▶ _Activity_: Among the entries below, find all lines that include "printed" and copy them.

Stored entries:
|---|
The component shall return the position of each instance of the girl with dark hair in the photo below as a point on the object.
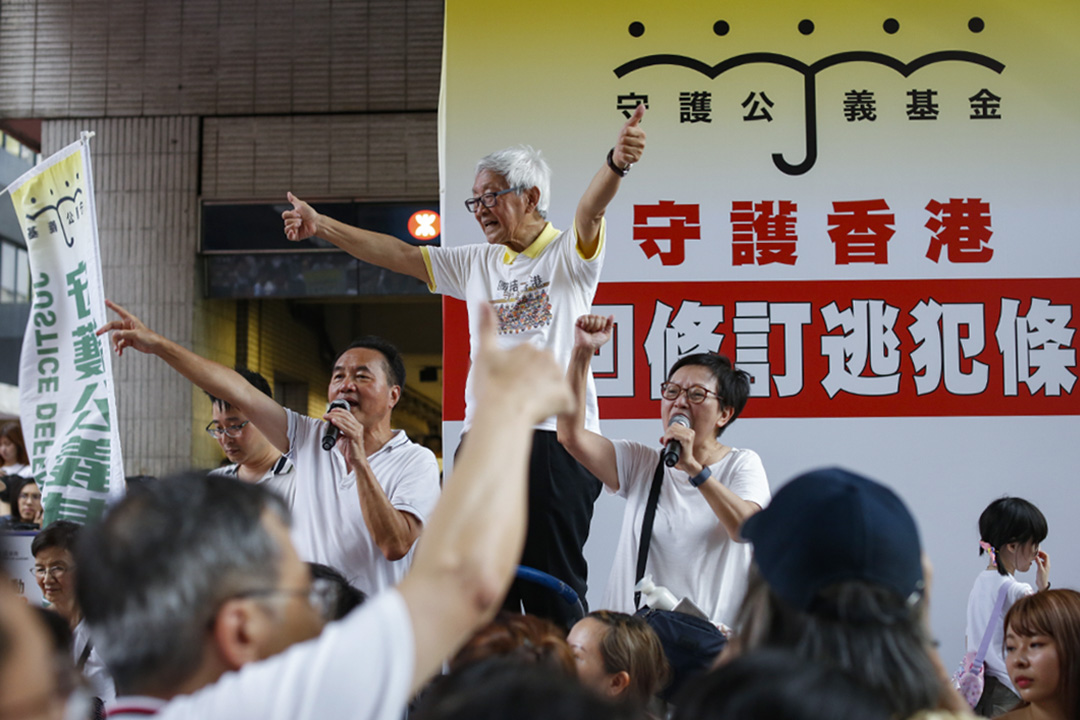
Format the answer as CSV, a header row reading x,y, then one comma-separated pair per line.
x,y
701,499
25,507
1042,654
14,462
620,656
1011,530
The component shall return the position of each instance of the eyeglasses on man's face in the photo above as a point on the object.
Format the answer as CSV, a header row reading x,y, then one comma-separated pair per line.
x,y
57,571
696,394
322,596
487,200
232,431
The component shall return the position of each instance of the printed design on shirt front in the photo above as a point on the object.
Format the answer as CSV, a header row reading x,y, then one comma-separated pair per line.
x,y
524,306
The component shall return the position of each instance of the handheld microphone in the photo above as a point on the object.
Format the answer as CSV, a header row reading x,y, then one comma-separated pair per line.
x,y
331,435
674,449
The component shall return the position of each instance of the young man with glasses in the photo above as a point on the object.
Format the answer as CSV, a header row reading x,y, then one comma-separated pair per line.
x,y
252,457
361,501
696,551
539,280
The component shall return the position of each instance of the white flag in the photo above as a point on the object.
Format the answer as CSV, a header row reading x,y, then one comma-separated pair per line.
x,y
67,401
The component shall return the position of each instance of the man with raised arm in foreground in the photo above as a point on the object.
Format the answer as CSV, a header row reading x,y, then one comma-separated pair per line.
x,y
367,665
540,280
358,507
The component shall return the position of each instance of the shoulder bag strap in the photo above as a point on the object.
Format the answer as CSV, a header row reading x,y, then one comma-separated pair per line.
x,y
998,607
650,515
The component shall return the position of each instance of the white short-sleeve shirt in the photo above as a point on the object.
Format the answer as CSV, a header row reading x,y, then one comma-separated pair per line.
x,y
690,553
328,525
538,296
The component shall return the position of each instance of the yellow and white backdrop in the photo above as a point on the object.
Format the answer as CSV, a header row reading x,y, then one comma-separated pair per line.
x,y
871,207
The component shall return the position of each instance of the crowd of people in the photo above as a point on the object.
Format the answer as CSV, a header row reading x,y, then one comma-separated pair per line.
x,y
327,572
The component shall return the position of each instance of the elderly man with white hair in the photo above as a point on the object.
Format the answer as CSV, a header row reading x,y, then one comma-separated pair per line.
x,y
539,280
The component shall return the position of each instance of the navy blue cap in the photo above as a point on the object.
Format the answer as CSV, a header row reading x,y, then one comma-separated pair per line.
x,y
831,526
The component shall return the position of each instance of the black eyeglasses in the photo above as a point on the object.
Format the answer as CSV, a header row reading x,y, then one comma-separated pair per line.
x,y
322,595
487,200
696,394
232,431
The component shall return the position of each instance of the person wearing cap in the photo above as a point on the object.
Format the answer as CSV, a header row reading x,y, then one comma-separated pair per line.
x,y
696,551
840,579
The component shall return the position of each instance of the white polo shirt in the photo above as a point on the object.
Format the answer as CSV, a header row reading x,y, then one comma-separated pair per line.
x,y
328,525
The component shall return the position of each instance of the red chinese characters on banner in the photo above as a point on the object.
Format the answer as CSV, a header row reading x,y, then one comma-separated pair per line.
x,y
763,232
839,348
860,230
962,227
684,223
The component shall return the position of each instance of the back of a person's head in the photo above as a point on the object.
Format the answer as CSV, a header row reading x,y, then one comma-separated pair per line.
x,y
860,628
1011,520
61,533
631,646
1054,613
527,638
499,688
253,378
777,684
153,571
848,589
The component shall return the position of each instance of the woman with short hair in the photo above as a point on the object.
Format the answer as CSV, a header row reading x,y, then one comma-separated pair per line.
x,y
1042,654
619,655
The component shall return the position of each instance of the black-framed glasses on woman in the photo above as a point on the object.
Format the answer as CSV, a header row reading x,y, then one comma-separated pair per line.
x,y
696,394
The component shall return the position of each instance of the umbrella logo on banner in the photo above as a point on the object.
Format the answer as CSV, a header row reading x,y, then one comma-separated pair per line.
x,y
809,73
72,213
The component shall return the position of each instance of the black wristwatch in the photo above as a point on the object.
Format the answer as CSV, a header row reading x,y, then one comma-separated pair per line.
x,y
621,172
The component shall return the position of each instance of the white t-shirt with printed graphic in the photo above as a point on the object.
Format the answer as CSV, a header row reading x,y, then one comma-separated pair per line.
|---|
▶ _Exercise answer_:
The component shall return the position of each instance of the printed design on shirt front in the photo above as a point on the object.
The component shall return the position of each instance of the white t-shirt with printed graphic in the photo above as a point on the object.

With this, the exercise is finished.